Renate du Plessis

Personal information
- Full name: Renate Magdeleen du Plessis
- National team: South Africa
- Born: 14 July 1981 (age 44) Cape Town, South Africa
- Height: 1.79 m (5 ft 10 in)
- Weight: 76 kg (168 lb)

Sport
- Sport: Swimming
- Strokes: Butterfly
- Club: Bellville Aquarama (R.S.A.)
- College team: University of Hawaii (US) University of Florida (US)
- Coach: Sam Freas (US) Gregg Troy (US) Heinz Dittrich (R.S.A)

= Renate du Plessis =

South African swimmer

Renate Magdeleen du Plessis (born 14 July 1981) is a South African former competitive swimmer who specialised in butterfly events. She broke numerous South African records in the 100-metre butterfly at the 1997 Pan Pacific Swimming Championships in Fukuoka, Japan, and later represented South Africa as an 18-year-old at the 2000 Summer Olympics in Athens, Greece. She received ten All-American honours as a member of the Florida Gators swimming and diving team.

==Career==

===Early years===
Du Plessis was born in Cape Town, South Africa, the daughter of Andre and Jeanette du Plessis. She has one younger sister named Ciska and one younger brother named Marnitz, all of whom were full-time members of the Fellowship of Christian Athletes. She started swimming at the age of ten after watching the 1992 Summer Olympics, where the South African squad made its official comeback in 42 years because of apartheid: "I remember my parents watching and explaining to me what the rings and what the Olympics were". Four years later, she missed a chance to be selected for the Olympic team by almost a small fraction of time. Du Plessis's first competitive swimming experiences were honed with Bellville Aquarama (now Barracudas Aquarama) coach Heinz Dittrich.

==================================================

◆ **Work to do**
1. Return the part of the Renate du Plessis biography from "South African swimmer" up to and including "and diving team.".
2. Extend the Renate du Plessis biography beyond its last sentence.
The records are not needed for this work.

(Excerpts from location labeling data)
==================================================

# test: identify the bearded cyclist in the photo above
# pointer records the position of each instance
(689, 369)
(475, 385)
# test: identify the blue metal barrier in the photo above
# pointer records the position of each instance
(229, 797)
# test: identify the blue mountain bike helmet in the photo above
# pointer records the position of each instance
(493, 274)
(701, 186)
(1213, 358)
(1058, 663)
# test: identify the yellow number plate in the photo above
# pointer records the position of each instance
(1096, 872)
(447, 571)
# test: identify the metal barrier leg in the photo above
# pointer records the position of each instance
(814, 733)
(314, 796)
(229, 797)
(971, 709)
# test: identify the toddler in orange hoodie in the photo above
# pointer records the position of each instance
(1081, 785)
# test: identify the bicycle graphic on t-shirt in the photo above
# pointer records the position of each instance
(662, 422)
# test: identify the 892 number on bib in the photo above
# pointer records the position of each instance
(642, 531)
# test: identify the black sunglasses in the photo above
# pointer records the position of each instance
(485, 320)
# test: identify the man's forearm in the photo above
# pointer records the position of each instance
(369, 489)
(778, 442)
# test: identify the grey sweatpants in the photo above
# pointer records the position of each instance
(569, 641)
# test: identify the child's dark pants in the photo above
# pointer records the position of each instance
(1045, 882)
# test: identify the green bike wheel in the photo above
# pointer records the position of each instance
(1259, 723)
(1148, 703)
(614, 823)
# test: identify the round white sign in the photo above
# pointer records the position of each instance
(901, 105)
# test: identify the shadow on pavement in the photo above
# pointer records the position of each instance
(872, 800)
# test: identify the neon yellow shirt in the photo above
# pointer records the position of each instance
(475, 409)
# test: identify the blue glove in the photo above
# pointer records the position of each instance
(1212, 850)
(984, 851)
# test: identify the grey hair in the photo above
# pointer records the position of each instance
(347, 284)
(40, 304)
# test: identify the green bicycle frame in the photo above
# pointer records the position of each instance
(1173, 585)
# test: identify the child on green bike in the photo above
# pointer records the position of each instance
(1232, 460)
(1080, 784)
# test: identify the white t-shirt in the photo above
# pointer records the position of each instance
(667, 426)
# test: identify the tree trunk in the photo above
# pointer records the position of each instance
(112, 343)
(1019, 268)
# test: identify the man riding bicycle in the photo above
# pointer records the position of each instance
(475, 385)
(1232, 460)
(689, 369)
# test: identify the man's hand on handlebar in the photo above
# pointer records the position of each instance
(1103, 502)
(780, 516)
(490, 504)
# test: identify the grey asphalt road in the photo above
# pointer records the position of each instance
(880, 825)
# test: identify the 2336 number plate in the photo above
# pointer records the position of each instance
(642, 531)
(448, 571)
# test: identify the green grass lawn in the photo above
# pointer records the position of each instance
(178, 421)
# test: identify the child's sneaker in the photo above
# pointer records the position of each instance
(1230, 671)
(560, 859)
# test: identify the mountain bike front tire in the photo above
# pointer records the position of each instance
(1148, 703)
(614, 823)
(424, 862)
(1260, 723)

==================================================

◆ **Responses for each task**
1.
South African swimmer

Renate Magdeleen du Plessis (born 14 July 1981) is a South African former competitive swimmer who specialised in butterfly events. She broke numerous South African records in the 100-metre butterfly at the 1997 Pan Pacific Swimming Championships in Fukuoka, Japan, and later represented South Africa as an 18-year-old at the 2000 Summer Olympics in Athens, Greece. She received ten All-American honours as a member of the Florida Gators swimming and diving team.

2.
At the age of eighteen, Du Plessis left her family in South Africa to come to the United States and eventually swim for the University of Hawaii: ""I had been travelling for swimming since I was 13, so at first it just felt like a really long road trip or camp".

===College career===
Du Plessis first attended the University of Hawaii in Honolulu, Hawaii, and competed for the Hawaii Rainbow Wahine swimming and diving team, under head coach Sam Freas, during the 2000–2001 season. She earned four Western Athletic Conference honours and posted a career best in the 100-yard butterfly (54.30).

In the fall of 2001, Du Plessis transferred to the University of Florida in Gainesville, Florida, where she trained for coach Gregg Troy as a member of the Florida Gators swimming and diving team. While swimming for the Gators, she achieved career bests in the 100-yard butterfly (53.02), 200-yard butterfly (1:59.79), and 100-yard backstroke (53.87), and received a total of ten All-American and five Southeastern Conference honours in her entire college career. She graduated from the university in 2004 with a bachelor of science degree major in exercise physiology.

===International career===
Du Plessis made her official debut at the 1997 Pan Pacific Swimming Championships in Fukuoka, Japan, where she established a South African record of 1:02.10, but finished fourth in the 100-metre butterfly.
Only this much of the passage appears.